Dataset entries about object locations:
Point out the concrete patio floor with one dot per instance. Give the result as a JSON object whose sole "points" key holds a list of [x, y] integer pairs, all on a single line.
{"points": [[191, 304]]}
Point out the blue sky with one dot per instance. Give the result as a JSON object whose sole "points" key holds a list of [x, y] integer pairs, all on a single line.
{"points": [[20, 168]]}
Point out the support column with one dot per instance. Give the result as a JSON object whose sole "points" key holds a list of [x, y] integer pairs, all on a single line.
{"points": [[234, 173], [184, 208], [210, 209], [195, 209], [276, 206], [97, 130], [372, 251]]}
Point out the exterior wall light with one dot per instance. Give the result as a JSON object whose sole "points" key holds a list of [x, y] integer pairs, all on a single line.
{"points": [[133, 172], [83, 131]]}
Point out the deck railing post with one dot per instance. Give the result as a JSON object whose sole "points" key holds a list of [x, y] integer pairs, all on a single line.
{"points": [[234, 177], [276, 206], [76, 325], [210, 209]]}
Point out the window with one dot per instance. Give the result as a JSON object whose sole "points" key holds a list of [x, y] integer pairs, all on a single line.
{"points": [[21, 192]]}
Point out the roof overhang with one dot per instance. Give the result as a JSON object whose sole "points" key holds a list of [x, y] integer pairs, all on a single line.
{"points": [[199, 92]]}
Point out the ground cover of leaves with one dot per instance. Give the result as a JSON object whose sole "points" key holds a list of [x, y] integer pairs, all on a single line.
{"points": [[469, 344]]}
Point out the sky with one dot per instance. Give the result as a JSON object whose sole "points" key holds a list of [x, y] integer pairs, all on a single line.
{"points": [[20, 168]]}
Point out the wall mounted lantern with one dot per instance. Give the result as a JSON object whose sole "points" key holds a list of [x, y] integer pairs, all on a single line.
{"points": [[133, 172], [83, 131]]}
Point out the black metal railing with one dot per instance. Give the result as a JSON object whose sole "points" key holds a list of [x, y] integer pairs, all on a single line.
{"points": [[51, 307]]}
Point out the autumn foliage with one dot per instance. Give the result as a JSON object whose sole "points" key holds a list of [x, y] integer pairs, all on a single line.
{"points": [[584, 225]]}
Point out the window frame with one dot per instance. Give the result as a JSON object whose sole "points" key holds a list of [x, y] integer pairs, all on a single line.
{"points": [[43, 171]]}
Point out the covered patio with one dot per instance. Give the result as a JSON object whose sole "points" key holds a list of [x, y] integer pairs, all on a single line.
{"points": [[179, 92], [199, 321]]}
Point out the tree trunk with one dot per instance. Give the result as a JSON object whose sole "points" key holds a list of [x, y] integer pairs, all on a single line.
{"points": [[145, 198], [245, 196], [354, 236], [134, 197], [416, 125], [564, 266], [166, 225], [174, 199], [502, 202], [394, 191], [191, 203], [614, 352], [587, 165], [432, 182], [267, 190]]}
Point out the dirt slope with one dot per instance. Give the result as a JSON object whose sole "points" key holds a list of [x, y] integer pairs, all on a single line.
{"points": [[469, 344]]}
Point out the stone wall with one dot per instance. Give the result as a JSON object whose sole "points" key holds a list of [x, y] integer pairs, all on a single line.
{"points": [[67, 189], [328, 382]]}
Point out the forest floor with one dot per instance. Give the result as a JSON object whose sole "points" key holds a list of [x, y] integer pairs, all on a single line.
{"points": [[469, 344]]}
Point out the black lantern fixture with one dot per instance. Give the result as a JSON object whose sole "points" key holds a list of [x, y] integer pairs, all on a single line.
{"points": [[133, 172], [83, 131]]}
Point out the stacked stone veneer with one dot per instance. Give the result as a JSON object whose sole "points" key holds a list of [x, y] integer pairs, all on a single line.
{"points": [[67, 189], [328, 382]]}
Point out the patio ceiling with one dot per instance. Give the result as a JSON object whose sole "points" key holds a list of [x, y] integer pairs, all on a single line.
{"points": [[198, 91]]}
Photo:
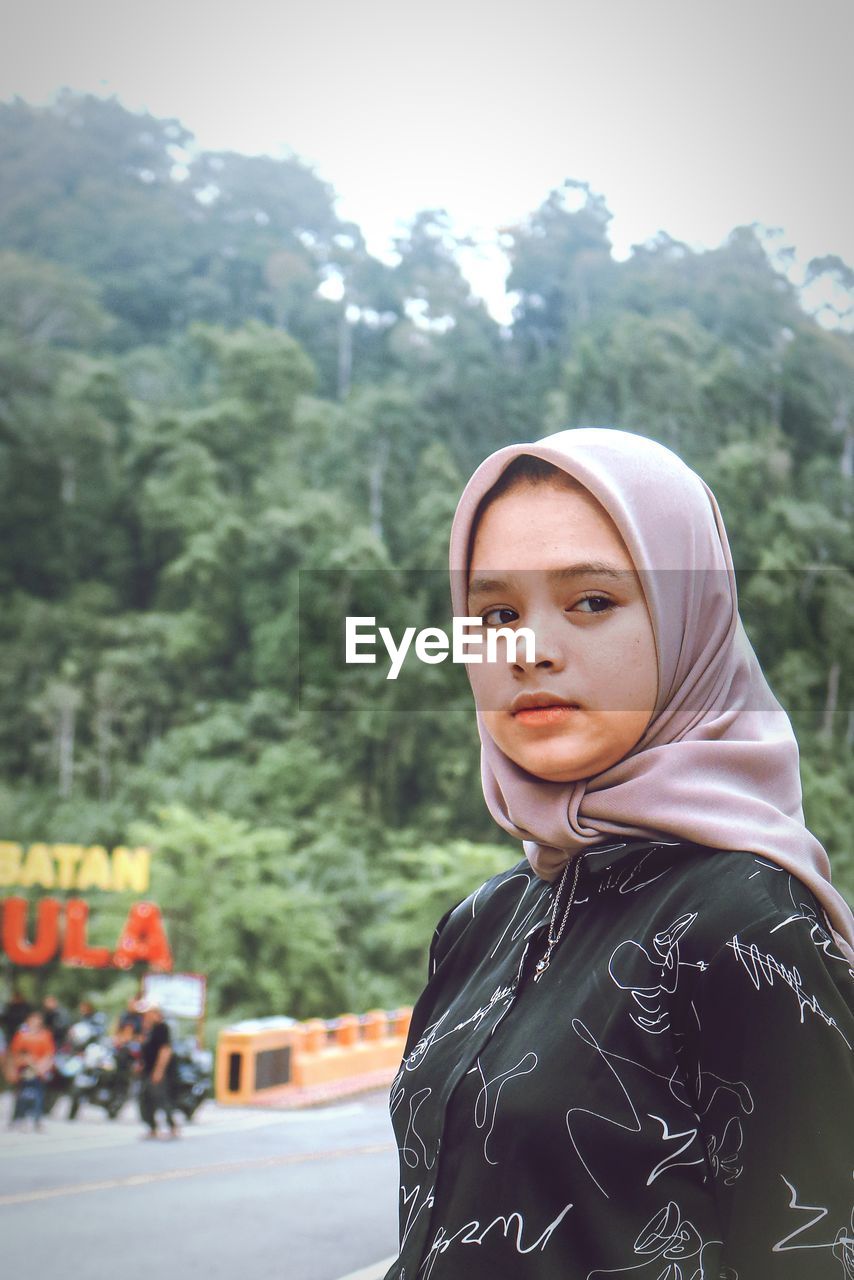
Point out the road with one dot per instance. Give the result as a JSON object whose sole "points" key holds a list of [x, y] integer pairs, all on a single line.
{"points": [[243, 1194]]}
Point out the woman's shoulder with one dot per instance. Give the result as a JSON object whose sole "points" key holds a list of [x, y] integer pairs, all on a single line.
{"points": [[498, 897], [738, 888], [734, 901]]}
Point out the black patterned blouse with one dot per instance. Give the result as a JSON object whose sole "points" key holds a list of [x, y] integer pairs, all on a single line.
{"points": [[672, 1100]]}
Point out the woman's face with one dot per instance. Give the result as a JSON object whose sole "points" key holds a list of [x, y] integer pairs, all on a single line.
{"points": [[551, 558]]}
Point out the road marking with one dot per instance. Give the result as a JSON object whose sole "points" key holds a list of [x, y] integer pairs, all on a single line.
{"points": [[374, 1272], [174, 1174]]}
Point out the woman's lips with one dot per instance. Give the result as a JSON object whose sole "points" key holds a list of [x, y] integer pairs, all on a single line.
{"points": [[534, 716]]}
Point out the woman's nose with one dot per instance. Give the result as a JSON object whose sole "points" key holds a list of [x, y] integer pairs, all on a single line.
{"points": [[548, 649]]}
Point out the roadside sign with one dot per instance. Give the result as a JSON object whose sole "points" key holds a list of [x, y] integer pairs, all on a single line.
{"points": [[179, 995]]}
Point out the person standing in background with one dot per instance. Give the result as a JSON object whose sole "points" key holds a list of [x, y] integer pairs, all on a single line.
{"points": [[155, 1061], [32, 1059]]}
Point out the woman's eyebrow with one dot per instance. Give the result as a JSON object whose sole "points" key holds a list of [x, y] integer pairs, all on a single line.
{"points": [[581, 568]]}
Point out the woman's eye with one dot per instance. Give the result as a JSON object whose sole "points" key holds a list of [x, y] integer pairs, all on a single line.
{"points": [[501, 621], [594, 604]]}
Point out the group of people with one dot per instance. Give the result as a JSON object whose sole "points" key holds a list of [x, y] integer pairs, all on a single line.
{"points": [[32, 1036]]}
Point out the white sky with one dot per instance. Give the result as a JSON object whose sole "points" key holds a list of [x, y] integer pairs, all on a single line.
{"points": [[692, 117]]}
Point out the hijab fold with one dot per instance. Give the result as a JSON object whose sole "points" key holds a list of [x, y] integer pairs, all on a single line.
{"points": [[718, 762]]}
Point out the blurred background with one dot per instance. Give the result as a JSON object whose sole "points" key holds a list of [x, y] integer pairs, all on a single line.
{"points": [[273, 280]]}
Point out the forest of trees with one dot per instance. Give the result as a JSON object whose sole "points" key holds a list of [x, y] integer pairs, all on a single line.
{"points": [[215, 405]]}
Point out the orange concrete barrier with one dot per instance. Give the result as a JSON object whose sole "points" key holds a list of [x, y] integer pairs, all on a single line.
{"points": [[256, 1057]]}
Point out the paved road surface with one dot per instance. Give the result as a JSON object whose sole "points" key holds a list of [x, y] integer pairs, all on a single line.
{"points": [[243, 1194]]}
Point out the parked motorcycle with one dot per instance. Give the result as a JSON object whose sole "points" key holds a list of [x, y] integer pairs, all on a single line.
{"points": [[104, 1079], [69, 1059], [191, 1077]]}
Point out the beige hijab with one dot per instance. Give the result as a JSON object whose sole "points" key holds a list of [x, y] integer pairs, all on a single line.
{"points": [[718, 762]]}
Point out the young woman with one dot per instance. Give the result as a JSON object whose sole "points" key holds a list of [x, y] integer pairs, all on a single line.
{"points": [[635, 1051]]}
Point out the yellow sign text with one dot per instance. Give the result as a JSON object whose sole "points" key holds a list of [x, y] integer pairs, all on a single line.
{"points": [[74, 867]]}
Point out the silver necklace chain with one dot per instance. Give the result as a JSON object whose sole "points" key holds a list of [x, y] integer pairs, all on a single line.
{"points": [[553, 938]]}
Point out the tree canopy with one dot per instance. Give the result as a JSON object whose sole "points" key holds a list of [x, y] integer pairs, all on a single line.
{"points": [[222, 420]]}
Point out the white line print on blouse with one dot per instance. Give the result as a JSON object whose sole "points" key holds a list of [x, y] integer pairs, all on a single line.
{"points": [[662, 973], [410, 1155], [525, 919], [820, 935], [432, 1036], [483, 1105], [670, 1238], [411, 1200], [763, 965], [473, 1233], [725, 1152], [844, 1240], [587, 1036]]}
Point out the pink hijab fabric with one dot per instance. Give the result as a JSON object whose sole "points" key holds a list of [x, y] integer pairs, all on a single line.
{"points": [[718, 760]]}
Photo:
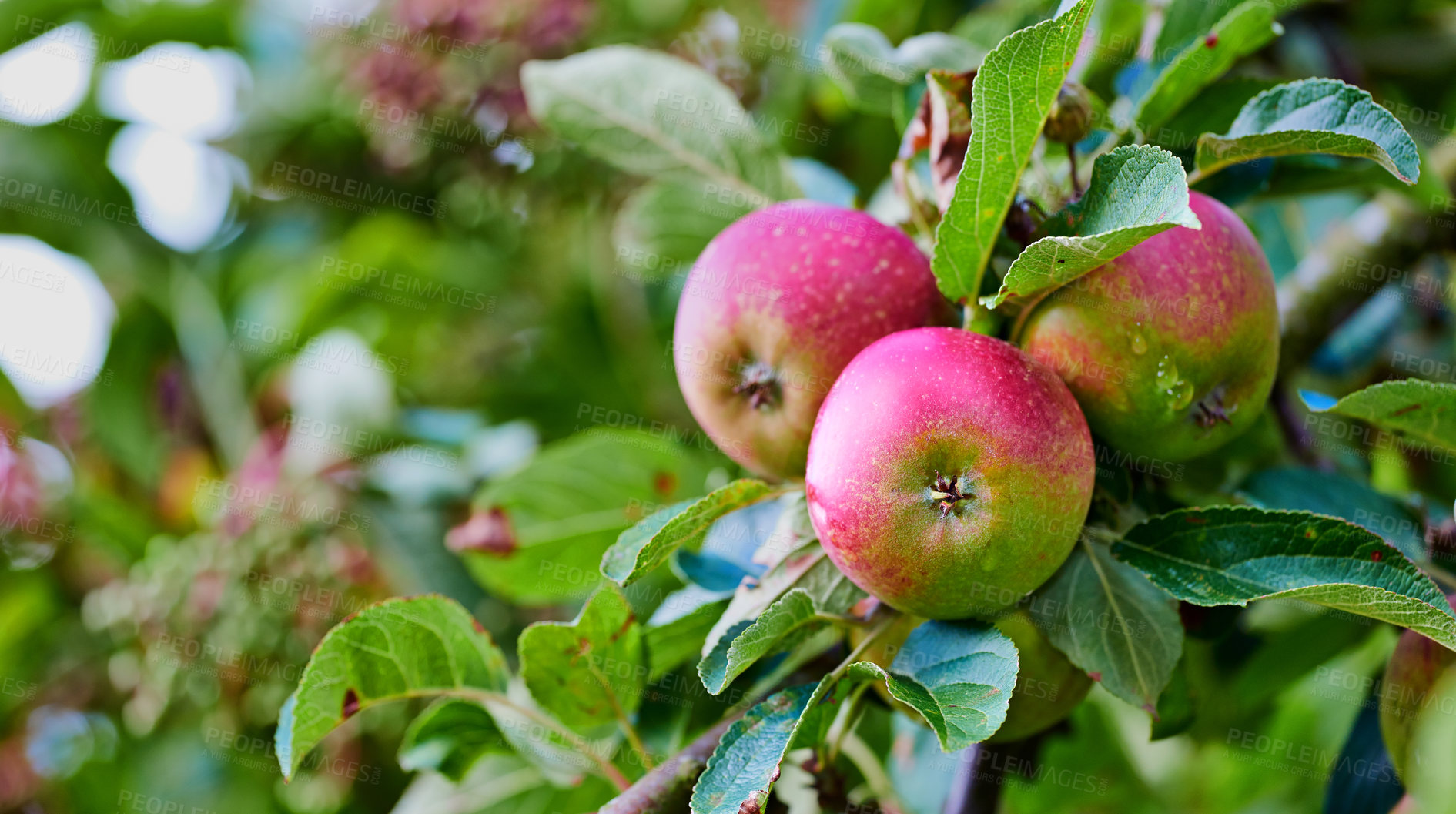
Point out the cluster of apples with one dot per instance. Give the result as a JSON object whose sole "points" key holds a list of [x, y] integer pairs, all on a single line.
{"points": [[947, 472]]}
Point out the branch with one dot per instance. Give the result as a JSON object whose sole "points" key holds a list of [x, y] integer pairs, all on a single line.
{"points": [[668, 787], [1391, 232]]}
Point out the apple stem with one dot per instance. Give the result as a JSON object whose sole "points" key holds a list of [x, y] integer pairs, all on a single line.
{"points": [[1210, 414], [1076, 183], [759, 384], [948, 491]]}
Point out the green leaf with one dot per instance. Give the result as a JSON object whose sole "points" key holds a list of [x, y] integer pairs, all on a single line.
{"points": [[449, 737], [1242, 31], [567, 507], [655, 116], [1302, 488], [808, 570], [1011, 98], [395, 650], [1189, 21], [741, 771], [679, 628], [666, 223], [957, 675], [788, 621], [1314, 116], [1135, 193], [1420, 411], [874, 76], [1230, 555], [1212, 111], [1433, 749], [648, 544], [1113, 624], [588, 672]]}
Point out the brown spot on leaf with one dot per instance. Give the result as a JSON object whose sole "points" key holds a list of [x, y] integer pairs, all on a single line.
{"points": [[351, 704], [484, 532]]}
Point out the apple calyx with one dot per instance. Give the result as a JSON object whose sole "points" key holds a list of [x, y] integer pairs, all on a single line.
{"points": [[761, 384], [1210, 410], [948, 493]]}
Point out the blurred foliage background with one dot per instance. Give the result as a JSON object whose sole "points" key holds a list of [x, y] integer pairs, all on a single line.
{"points": [[344, 281]]}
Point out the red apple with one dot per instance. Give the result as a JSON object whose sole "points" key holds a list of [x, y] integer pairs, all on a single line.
{"points": [[948, 474], [775, 307], [1408, 689], [1173, 347]]}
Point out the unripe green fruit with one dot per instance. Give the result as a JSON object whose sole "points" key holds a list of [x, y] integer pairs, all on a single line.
{"points": [[1171, 348], [1049, 686], [1408, 689], [1070, 117]]}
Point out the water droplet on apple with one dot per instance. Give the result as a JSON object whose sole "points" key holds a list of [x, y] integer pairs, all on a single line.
{"points": [[1173, 385]]}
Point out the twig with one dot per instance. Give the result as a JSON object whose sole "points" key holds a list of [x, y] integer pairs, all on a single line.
{"points": [[1076, 183]]}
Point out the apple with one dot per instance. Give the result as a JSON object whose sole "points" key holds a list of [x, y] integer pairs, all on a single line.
{"points": [[1171, 348], [948, 472], [775, 307], [1049, 686], [1408, 689]]}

• What to do: Reproduce the stretch of entries from the line containing "Point out the apple with" through the end of the entries, substituting "pear" for "apple" and leaving everything else unchanged.

• Output for this exercise:
Point out the pear with one dot per instance. Give the result as a JSON object whose sole "points" key holds a list of [x, y] integer pairs, all on a single line.
{"points": [[1171, 348], [948, 472], [775, 307], [1049, 686], [1408, 689]]}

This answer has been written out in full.